Retailers adopting a ‘Pick and Mix’ approach to payment terminal selection

With the maturity of Chip and PIN technology there is now a far greater diversity of payment terminal models available on the market for retailers to choose from.  These are available from a range of device manufacturers. Gone are the days when one model was expected to meet the needs of all merchants irrespective of their size, sector or store formats. Despite Ingenico and Verifone continuing to hold the major market share of payment terminal shipments in the UK there are a number of different terminal providers offering alternative and highly competitive models. These include Spire Payments, PAX, Miura Systems, Magtek, Aevi, HTEC, Poynt, Yello, HandPoint and iZettle.

 

What is abundantly clear is that different types of payments acceptance device are needed for each environment. These differences will typically either be in terms of hardware features, communication options, supported software functionality, or price point. Let’s take the case of a large UK supermarket operator. Here they will be looking for a PIN Entry Device that can be integrated with their EPOS software at the checkout. For the self-checkout kiosk they need to support unattended payment terminal operation. At their petrol station they will require fuel functionality and interfaces to multiple fuel systems. On the forecourt they will need outdoor payment terminals. At the in-store café, hospitality functionality is required. The dry cleaners will also have slightly different needs. The pharmacy may again have specific demands. Queue busting mobile POS terminals will be needed in-store and delivery vans may require portable devices that can accept payment at a customer’s door.

 

Responding to these industry needs manufacturers have developed a wide range of models with different form factors and capabilities, to complement the workhorse countertop payment terminal.

 

Due to this great diversity it is increasingly common for savvy merchants to support a multi vendor strategy for payment acceptance devices. This recognises that a single supplier is unlikely to be able to offer the best model for each of these device categories. Although there are advantages of having a single payment terminal vendor, such as having only one payment software application (unless using G8) to support and simplified certification/compliance there are also considerable disadvantages.

 

Taking a ‘pick and mix’ approach generally allows retailers to negotiate far harder and achieve lower device costs. They also can ensure they have the best device for each category, rather than a poor compromise. Due to relative age of the payment terminal model, a next generation mobile terminal from ‘Manufacturer B’ is likely to offer superior functionality to an older model from ‘Manufacturer A’.

 

However in order for a retailer to manage a mixed estate of multiple payment terminal models from different manufacturers efficiently, they will need to invest in a next generation Terminal Management System (TMS). Such a TMS needs to support any manufacturer’s device agnostically and grow seamlessly with the ever-changing payments and technology landscape.
__________
Please quote the article on payment terminal selection from "Taking a ‘pick" to "and technology landscape.".

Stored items
__________
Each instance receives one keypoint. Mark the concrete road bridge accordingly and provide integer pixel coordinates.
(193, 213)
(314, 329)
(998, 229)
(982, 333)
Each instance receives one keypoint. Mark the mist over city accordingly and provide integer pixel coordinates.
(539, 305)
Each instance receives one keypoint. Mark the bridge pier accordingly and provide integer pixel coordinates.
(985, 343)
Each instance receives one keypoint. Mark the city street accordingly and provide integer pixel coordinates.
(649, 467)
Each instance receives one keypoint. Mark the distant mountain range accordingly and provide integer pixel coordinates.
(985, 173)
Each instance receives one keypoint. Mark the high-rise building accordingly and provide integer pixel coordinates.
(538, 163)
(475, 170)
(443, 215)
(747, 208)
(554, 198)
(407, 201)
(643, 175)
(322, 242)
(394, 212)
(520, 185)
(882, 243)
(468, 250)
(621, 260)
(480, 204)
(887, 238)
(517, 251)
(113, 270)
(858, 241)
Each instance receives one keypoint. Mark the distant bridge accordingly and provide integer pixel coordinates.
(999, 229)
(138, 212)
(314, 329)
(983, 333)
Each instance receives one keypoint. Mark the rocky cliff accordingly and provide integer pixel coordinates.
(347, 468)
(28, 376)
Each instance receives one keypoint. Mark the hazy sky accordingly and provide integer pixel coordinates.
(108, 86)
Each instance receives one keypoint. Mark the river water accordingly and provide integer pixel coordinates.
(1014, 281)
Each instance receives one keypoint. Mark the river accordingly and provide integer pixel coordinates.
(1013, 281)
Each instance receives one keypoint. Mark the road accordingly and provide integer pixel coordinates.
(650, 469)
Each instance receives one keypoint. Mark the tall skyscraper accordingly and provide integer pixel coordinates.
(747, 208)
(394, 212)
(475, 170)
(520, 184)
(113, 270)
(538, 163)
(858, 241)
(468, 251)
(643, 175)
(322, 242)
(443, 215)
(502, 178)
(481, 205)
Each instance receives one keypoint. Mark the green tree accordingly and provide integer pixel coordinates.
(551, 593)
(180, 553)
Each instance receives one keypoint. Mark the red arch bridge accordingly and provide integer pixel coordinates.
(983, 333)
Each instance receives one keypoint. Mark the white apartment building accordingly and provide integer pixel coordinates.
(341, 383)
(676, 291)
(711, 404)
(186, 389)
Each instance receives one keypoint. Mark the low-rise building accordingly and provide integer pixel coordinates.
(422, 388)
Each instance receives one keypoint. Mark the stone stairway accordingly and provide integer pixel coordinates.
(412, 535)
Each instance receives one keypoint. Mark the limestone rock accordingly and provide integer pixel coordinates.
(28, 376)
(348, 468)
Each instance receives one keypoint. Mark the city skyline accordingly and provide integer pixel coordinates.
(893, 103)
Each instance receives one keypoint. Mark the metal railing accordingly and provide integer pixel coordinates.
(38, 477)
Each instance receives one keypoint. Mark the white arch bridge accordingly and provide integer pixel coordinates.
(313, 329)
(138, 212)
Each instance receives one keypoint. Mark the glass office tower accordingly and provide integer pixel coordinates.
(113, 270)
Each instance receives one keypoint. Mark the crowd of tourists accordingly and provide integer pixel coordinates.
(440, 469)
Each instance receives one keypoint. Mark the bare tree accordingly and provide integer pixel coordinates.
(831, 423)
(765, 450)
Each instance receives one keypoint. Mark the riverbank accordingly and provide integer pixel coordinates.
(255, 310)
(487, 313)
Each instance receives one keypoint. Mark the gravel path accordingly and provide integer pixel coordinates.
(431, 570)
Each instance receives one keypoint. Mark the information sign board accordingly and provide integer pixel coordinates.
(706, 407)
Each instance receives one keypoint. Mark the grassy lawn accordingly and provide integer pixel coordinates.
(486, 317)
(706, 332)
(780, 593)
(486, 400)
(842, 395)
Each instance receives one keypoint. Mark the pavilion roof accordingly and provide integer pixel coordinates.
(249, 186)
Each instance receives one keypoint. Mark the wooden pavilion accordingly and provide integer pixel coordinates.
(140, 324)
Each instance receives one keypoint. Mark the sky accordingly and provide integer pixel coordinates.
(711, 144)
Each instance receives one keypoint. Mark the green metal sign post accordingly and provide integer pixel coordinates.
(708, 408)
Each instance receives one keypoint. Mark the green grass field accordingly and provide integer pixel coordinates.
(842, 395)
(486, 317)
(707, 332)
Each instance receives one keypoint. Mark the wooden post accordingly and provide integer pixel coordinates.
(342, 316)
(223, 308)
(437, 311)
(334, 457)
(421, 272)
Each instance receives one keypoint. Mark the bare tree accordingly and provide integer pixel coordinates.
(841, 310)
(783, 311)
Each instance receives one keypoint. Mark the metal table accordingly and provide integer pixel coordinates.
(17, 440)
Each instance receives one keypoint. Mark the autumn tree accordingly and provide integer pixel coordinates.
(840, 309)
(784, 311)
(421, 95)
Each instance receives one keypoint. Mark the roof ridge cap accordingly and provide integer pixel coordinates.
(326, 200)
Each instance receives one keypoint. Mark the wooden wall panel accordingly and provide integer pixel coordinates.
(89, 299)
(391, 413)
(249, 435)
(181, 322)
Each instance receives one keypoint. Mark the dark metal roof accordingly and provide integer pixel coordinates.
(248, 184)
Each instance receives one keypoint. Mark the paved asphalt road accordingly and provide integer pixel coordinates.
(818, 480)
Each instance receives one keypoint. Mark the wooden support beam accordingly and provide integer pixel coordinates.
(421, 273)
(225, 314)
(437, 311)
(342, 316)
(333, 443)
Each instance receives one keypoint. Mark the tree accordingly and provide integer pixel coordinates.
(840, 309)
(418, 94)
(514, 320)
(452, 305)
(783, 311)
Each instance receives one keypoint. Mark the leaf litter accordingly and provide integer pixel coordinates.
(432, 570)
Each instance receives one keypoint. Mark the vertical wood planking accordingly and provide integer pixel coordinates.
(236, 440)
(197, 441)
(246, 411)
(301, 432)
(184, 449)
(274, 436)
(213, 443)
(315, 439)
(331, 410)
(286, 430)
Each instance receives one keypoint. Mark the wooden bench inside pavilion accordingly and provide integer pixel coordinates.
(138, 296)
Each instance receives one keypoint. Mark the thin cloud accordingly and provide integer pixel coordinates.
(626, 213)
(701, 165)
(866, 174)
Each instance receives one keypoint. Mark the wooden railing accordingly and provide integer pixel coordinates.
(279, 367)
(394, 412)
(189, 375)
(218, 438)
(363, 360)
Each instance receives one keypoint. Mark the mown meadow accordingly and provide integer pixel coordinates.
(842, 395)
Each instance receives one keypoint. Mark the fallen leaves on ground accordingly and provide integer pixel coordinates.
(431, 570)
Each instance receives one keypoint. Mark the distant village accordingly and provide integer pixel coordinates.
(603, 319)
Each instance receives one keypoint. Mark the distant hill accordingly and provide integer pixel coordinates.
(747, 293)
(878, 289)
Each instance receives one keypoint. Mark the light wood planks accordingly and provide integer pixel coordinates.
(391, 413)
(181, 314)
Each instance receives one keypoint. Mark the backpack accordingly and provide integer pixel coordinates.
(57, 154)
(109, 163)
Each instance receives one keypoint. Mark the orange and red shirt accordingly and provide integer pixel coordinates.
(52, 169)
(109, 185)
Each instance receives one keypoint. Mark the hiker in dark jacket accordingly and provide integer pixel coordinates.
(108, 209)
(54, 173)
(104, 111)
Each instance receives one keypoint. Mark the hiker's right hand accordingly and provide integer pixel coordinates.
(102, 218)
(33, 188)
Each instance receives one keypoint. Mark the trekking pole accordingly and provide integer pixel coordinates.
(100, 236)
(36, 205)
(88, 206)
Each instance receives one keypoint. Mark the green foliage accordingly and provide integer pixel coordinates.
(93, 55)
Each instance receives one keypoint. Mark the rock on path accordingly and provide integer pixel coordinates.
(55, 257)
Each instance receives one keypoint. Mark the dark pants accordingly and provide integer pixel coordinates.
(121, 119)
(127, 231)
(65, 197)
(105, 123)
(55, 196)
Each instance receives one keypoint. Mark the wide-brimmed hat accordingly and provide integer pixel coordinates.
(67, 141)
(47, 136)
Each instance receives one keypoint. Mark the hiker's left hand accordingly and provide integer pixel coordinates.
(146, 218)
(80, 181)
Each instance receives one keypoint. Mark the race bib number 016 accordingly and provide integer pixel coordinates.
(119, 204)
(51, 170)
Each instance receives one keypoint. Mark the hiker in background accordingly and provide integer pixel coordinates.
__________
-- Answer box --
Taking a ‘pick and mix’ approach generally allows retailers to negotiate far harder and achieve lower device costs. They also can ensure they have the best device for each category, rather than a poor compromise. Due to relative age of the payment terminal model, a next generation mobile terminal from ‘Manufacturer B’ is likely to offer superior functionality to an older model from ‘Manufacturer A’.

 

However in order for a retailer to manage a mixed estate of multiple payment terminal models from different manufacturers efficiently, they will need to invest in a next generation Terminal Management System (TMS). Such a TMS needs to support any manufacturer’s device agnostically and grow seamlessly with the ever-changing payments and technology landscape.